# [WRITTEN TASK]
Switch "pointer" to "locator" everywhere in the rows below, and write out all the lines again with nothing else changed.

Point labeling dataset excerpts
----
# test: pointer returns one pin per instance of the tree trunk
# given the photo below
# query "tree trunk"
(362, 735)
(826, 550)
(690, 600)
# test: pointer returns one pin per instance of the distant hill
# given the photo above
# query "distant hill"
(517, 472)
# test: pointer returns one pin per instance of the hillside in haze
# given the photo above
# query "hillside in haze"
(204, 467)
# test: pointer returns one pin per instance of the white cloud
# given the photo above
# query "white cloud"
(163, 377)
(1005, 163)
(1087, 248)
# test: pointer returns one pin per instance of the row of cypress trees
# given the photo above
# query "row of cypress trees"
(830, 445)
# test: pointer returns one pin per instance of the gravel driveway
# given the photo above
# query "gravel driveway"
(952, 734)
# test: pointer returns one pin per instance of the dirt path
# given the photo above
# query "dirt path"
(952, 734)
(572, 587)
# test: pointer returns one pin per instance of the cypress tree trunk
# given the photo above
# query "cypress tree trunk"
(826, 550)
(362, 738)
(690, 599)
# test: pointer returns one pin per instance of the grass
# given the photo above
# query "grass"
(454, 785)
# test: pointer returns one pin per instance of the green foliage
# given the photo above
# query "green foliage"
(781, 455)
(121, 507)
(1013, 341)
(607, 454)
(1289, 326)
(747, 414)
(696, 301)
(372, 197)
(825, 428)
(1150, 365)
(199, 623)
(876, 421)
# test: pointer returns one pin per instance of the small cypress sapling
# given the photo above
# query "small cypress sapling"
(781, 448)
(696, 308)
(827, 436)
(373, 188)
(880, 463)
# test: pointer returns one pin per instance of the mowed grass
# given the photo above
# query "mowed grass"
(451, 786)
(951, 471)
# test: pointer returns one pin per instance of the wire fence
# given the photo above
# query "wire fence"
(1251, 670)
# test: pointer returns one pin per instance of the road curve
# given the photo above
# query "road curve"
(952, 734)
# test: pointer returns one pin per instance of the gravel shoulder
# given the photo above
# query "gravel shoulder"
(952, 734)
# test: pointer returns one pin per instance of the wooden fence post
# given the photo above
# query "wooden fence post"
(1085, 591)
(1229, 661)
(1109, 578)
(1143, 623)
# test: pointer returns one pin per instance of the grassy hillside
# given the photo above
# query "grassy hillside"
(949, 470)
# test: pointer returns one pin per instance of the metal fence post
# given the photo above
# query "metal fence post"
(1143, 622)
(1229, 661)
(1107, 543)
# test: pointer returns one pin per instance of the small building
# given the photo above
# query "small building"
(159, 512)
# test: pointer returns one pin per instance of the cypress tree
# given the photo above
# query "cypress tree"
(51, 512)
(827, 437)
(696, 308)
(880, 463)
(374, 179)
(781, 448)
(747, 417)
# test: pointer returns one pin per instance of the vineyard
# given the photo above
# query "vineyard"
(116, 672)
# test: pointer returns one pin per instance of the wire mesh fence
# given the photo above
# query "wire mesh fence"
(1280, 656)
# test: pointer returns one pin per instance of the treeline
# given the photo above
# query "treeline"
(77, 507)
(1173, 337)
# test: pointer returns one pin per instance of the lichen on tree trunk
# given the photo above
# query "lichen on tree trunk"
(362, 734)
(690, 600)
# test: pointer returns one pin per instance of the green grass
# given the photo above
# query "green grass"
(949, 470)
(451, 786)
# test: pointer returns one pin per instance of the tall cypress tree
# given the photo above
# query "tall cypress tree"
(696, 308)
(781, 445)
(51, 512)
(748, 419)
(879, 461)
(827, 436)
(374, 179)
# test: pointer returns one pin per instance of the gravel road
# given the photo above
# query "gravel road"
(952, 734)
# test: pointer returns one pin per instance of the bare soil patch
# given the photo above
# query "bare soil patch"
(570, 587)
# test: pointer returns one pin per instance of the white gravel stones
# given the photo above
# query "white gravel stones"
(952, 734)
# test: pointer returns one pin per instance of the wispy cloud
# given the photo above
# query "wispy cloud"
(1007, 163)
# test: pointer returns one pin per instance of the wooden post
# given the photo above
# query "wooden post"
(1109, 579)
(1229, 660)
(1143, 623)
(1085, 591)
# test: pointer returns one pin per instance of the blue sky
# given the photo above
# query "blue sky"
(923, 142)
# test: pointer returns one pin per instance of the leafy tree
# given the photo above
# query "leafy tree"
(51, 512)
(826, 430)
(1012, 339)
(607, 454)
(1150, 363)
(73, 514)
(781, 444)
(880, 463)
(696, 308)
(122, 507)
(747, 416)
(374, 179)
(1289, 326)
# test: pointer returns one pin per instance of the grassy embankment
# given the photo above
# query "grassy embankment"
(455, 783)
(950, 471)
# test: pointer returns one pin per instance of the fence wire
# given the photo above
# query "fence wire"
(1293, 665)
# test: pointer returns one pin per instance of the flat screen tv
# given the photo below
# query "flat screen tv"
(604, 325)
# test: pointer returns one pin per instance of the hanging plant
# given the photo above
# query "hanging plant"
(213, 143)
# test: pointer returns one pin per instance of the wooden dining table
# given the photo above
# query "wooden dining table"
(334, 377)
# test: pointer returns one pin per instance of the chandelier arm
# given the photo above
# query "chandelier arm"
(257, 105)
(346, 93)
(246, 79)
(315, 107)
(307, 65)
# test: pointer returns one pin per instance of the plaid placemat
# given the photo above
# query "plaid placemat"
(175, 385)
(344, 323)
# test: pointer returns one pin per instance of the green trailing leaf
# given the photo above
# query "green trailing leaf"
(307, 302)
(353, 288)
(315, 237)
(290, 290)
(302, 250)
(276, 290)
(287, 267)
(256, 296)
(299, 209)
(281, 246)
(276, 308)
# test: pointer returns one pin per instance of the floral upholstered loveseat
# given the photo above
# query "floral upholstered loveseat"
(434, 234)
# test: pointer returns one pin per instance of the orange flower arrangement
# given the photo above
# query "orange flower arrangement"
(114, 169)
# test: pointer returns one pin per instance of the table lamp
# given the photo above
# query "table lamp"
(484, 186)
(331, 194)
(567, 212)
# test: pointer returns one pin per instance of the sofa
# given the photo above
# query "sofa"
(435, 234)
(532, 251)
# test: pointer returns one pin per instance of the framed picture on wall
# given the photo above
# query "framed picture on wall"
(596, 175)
----
# [FULL ANSWER]
# test: locator returns one pin per instance of the tree trunk
# given the photo below
# query "tree trunk"
(362, 735)
(826, 550)
(690, 600)
# test: locator returns one pin per instance of the distant hill
# given the photo above
# query "distant hill"
(517, 472)
# test: locator returns one pin per instance of the hillside in haze
# given the photo above
# query "hillside in haze"
(204, 467)
# test: locator returns one pin per instance of the white cloud
# given the photo above
# query "white cloud"
(163, 377)
(1005, 163)
(1087, 248)
# test: locator returns one pin per instance of the row of cypress trees
# given the photo above
# query "row of cypress trees"
(830, 445)
# test: locator returns one pin per instance of the gravel driveway
# given the photo above
# query "gravel driveway"
(952, 734)
# test: locator returns one pin per instance of the dirt path
# given the photo above
# query "dirt path"
(952, 734)
(572, 587)
# test: locator returns one pin per instance of the cypress tree trunk
# given the photo above
# query "cypress tree trunk"
(826, 550)
(362, 738)
(690, 599)
# test: locator returns one pin per instance of the grass
# given the photo above
# query "grass"
(454, 785)
# test: locator returns one pin per instance of the green foliage
# given the photo above
# query "green foliage"
(781, 455)
(121, 507)
(1013, 341)
(607, 454)
(1289, 326)
(747, 414)
(696, 301)
(372, 197)
(825, 428)
(1150, 365)
(199, 623)
(876, 421)
# test: locator returns one pin per instance of the small cypress sapling
# given the photo above
# query "small cypress sapling"
(781, 448)
(696, 308)
(827, 436)
(373, 188)
(880, 463)
# test: locator returns one pin per instance of the mowed grass
# given the photo above
# query "mowed grass"
(451, 786)
(951, 471)
# test: locator returns one pin per instance of the wire fence
# given the photo above
# query "wire fence"
(1251, 670)
# test: locator returns one pin per instance of the road curve
# given the photo above
# query "road curve"
(952, 734)
# test: locator returns one pin per instance of the gravel shoulder
# given the photo above
# query "gravel shoulder"
(952, 734)
# test: locator returns one pin per instance of the wooden fence post
# given the photo above
# query "wooden fence post"
(1085, 591)
(1229, 661)
(1109, 578)
(1143, 623)
# test: locator returns one pin per instance of the grassy hillside
# given the photo above
# query "grassy hillside"
(949, 470)
# test: locator returns one pin per instance of the metal fence post
# given the photo above
# query "metal fence post"
(1143, 622)
(1229, 661)
(1107, 543)
# test: locator returns one pin per instance of the small building
# given the photo above
# query "small building"
(159, 512)
# test: locator returns one pin per instance of the cypress tree
# given the photo above
# query "cypress tree"
(51, 512)
(827, 437)
(696, 308)
(880, 463)
(374, 179)
(781, 448)
(747, 417)
# test: locator returns one pin per instance of the vineyard
# given the photo above
# query "vineyard"
(116, 672)
# test: locator returns one pin per instance of the wire mesh fence
# given the photo above
# query "wire mesh fence"
(1280, 656)
# test: locator returns one pin per instance of the treeline
# given the photo above
# query "treeline"
(77, 507)
(1173, 337)
# test: locator returns one pin per instance of the lichen on tree trunk
# given the photo above
# query "lichen on tree trunk"
(362, 734)
(690, 600)
# test: locator returns one pin per instance of the green grass
# given the photo above
# query "green grass"
(949, 470)
(451, 786)
# test: locator returns one pin per instance of the tall cypress tree
# given the photo above
# query "tall cypress tree"
(696, 308)
(781, 445)
(51, 512)
(748, 419)
(879, 461)
(827, 436)
(374, 179)
# test: locator returns one pin per instance of the gravel road
# given the photo above
# query "gravel road"
(952, 734)
# test: locator returns one pin per instance of the bare soil patch
# given the photo above
# query "bare soil patch"
(570, 587)
# test: locator returns one pin per instance of the white gravel stones
# given the photo above
# query "white gravel stones"
(952, 734)
# test: locator returns one pin per instance of the wispy cloud
# given the photo above
# query "wispy cloud"
(1007, 163)
# test: locator returns one pin per instance of the wooden post
# given the photo above
# query "wooden post"
(1109, 579)
(1229, 660)
(1143, 623)
(1085, 591)
# test: locator returns one pin per instance of the blue sky
# given the photo above
# query "blue sky"
(923, 142)
# test: locator returns one pin per instance of the leafy tree
# given the photo above
# query "leafy tree"
(51, 512)
(826, 430)
(1012, 339)
(607, 454)
(1150, 363)
(73, 514)
(781, 444)
(880, 463)
(696, 308)
(122, 507)
(747, 416)
(374, 179)
(1289, 326)
# test: locator returns one pin per instance of the grassy embankment
# given the photo above
# query "grassy embankment"
(455, 783)
(950, 471)
# test: locator returns one pin per instance of the fence wire
# given the photo above
# query "fence wire"
(1293, 665)
# test: locator returns one pin per instance of the flat screen tv
# given the photo below
# query "flat screen tv"
(604, 325)
# test: locator returns one pin per instance of the hanging plant
# given the photo above
# query "hanging plant"
(213, 143)
# test: locator returns one pin per instance of the wooden dining table
# given the photo above
# query "wooden dining table"
(334, 377)
# test: locator returns one pin per instance of the chandelier arm
# given the photo above
# query "chandelier arm"
(257, 105)
(346, 93)
(246, 79)
(315, 107)
(307, 65)
# test: locator returns one pin per instance of the plaid placemat
# given the photo above
# query "plaid placemat"
(175, 385)
(344, 323)
# test: locator returns one pin per instance of the green trailing leaf
# given the photo above
# query "green trailing leaf"
(307, 302)
(353, 288)
(315, 237)
(290, 290)
(302, 250)
(276, 290)
(287, 267)
(256, 296)
(299, 209)
(281, 246)
(276, 308)
# test: locator returns one pin per instance of the floral upholstered loveseat
# given the photo above
# query "floral upholstered loveseat"
(434, 234)
# test: locator returns one pin per instance of the orange flower arrangement
# given the photo above
# query "orange flower arrangement"
(114, 169)
# test: locator returns one pin per instance of the table lamp
# given the photo above
# query "table lamp"
(484, 186)
(331, 194)
(567, 212)
# test: locator returns one pin per instance of the sofa
# given the photo above
# query "sofa"
(435, 234)
(532, 251)
# test: locator returns one pin per instance of the framed picture on wall
# given the photo above
# query "framed picture on wall"
(596, 175)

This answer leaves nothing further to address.